• [Extrait du document]:

Tout en s’occupant de chemins de fer, de routes et de canaux, l’ancien ingénieur militaire n’avait pas oublié les occupations de ses jeunes années. Devenu général, tandis qu’il exerçait des fonctions civiles, il avait eu l’occasion de présenter divers projets de défense pour les côtes d’Irlande. En 1845, le poste d’inspecteur-général des fortifications devenait vacant par la retraite du titulaire; il s’y vit appelé. Il avait alors soixante-trois ans, l’âge auquel en tout pays, en Angleterre même à présent, un militaire n’est plus jugé capable de remplir des fonctions actives. Or, que l’on veuille bien le remarquer, être inspecteur-général des fortifications n’est pas une sinécure. C’est à cet officier que revient le soin d’organiser la défense matérielle du royaume. Ce que fit Burgoyne en cette qualité, ou plutôt ce qu’il voulut faire, on le verra plus tard. Le moment n’était pas favorable aux travaux de la guerre, car tout le monde, depuis le premier ministre jusqu’au plus modeste négociant, n’avait en tête que de développer la prospérité industrielle de la Grande-Bretagne. C’était déjà le beau temps des économistes de Manchester, qui se refusaient à admettre les éventualités de guerre dans leurs prévisions d’avenir. Les événemens de 1848 n’entamèrent pas trop cette confiance excessive; mais d’autres complications survinrent bientôt.

• [Travail demandé]:
Répondez à ces questions sur l'extrait consacré à Burgoyne :
1. En quelle année le poste d'inspecteur-général des fortifications devient-il vacant ?
2. Quel âge a Burgoyne quand il est appelé à ce poste ?
3. Qui refusait d'admettre les éventualités de guerre dans ses prévisions d'avenir ?

• [Données]:
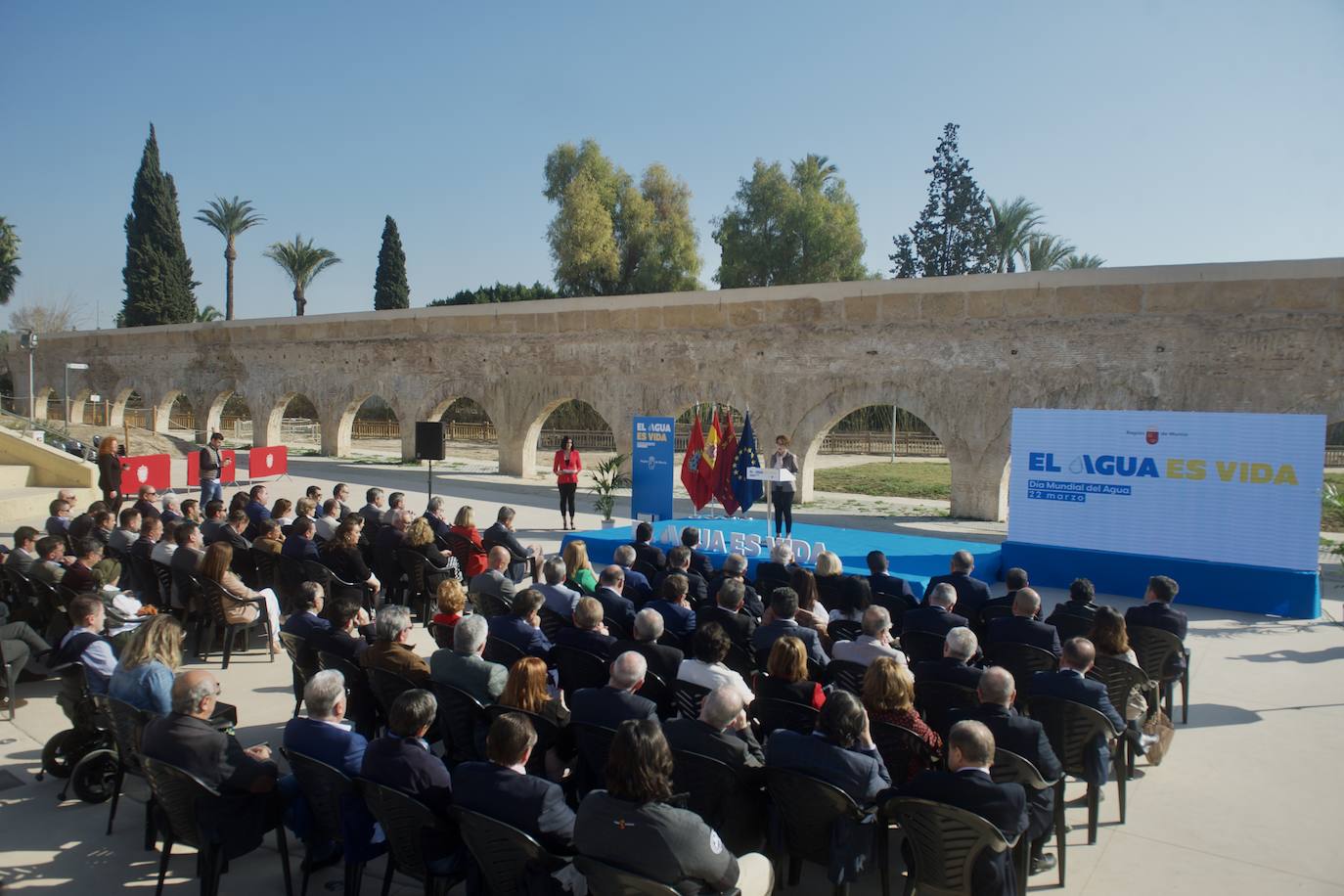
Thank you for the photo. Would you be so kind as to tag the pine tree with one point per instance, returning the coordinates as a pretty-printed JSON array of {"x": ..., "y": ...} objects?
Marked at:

• [Réponse obtenue]:
1. En 1845.
2. Soixante-trois ans.
3. Les économistes de Manchester.